**What to work on:** Can you rewrite all the records below, replacing every "Practice step" with "Exercise" and changing nothing else? Leave the pictures out of your answer.

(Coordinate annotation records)

>> start

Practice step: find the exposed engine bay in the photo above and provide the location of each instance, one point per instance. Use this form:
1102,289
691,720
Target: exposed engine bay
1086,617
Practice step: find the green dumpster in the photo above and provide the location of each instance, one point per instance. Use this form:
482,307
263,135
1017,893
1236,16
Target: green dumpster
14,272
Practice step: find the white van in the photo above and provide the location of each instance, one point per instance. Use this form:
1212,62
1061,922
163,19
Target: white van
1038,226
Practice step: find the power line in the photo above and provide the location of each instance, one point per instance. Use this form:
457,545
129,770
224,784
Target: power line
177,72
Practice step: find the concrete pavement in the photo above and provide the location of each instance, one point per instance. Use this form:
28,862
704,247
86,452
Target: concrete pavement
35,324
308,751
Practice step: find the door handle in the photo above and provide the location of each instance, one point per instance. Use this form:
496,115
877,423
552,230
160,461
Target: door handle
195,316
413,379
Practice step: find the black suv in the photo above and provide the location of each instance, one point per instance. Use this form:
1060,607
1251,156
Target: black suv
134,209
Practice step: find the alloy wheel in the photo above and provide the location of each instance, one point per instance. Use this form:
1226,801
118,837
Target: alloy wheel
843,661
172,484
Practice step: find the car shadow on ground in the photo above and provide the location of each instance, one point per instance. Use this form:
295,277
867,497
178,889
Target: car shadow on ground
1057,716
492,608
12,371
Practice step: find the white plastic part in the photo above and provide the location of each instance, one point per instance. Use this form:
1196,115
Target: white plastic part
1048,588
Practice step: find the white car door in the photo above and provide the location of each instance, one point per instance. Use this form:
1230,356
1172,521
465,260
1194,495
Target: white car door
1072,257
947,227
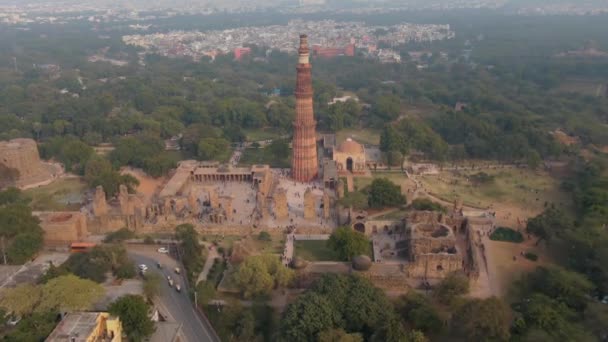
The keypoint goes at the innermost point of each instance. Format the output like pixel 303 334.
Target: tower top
pixel 303 50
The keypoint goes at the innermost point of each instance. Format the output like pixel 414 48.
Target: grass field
pixel 262 134
pixel 395 177
pixel 253 156
pixel 364 136
pixel 585 87
pixel 521 188
pixel 61 195
pixel 314 250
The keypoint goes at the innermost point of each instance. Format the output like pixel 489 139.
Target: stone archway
pixel 360 227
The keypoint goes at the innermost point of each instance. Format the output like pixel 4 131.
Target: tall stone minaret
pixel 304 164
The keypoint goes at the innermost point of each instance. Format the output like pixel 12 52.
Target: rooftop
pixel 76 327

>> end

**Problem solution:**
Exercise: find the exposed engine bay in the photo above and provide the location of each instance, one point per instance. Use this form:
1102,289
691,720
Target: exposed engine bay
1086,617
Exercise: find the green dumpster in the photo above and provide the location of each instance, one point per instance. Use this form:
482,307
263,135
1017,893
1236,16
Target: green dumpster
14,272
Exercise: find the white van in the photo above and provide the location of each instance, one point per instance. Use this form:
1212,62
1061,922
163,19
Target: white van
1038,226
Exercise: find the power line in the photo above and provide the location of each instance, one point per instance. Use this form:
457,545
129,770
224,784
Target: power line
177,72
Exercise: find the concrete pavement in the photo above and provide the location of each instance, one point per instance. Use this form:
28,862
704,247
86,452
Target: concrete pavement
35,324
308,751
Exercise: find the door handle in the photo above and provide the location of each instance, one point per instance. Use this form:
496,115
877,423
552,230
160,461
Target: door handle
195,316
413,379
Exercise: find the black suv in the photo above and provide the location of each instance, one point per instance. Use this form:
1060,607
1251,156
Target: black suv
134,209
Exercise: find the alloy wheel in the photo above and provide the location of each instance, one point per instance. Use this form:
1226,801
118,837
Target: alloy wheel
843,661
172,484
Exercise: find the car shadow on ground in the photo above and provide the location of each instance, one point per instance. Use this form:
295,277
867,497
178,889
Target: car shadow on ground
1057,716
492,608
12,371
Exercise: find the white plastic part in the photo above and provide the location of each instance, one point per instance. Use this form:
1196,115
Target: white plastic part
1048,588
Exercise: find the white car door in the photo above and provide the location of each instance, one point per instance. Use this form:
1230,356
1172,521
465,260
1194,495
Target: white car door
1072,257
947,227
The keypoint goes at the innermost point of each instance. Format the output like pixel 303 334.
Target: tower top
pixel 303 50
The keypoint goes at the innermost point of each instance. Format the output like pixel 414 48.
Target: grass field
pixel 262 134
pixel 395 177
pixel 253 156
pixel 364 136
pixel 585 87
pixel 521 188
pixel 61 195
pixel 314 250
The keypoint goes at the innermost point of each instance. Format the output like pixel 489 139.
Target: stone archway
pixel 360 227
The keypoint goes at the innermost point of each instance. Format the output like pixel 4 131.
Target: tall stone minaret
pixel 304 164
The keypoint goes at the innermost point of each instance. Format the output like pixel 12 52.
Target: rooftop
pixel 76 327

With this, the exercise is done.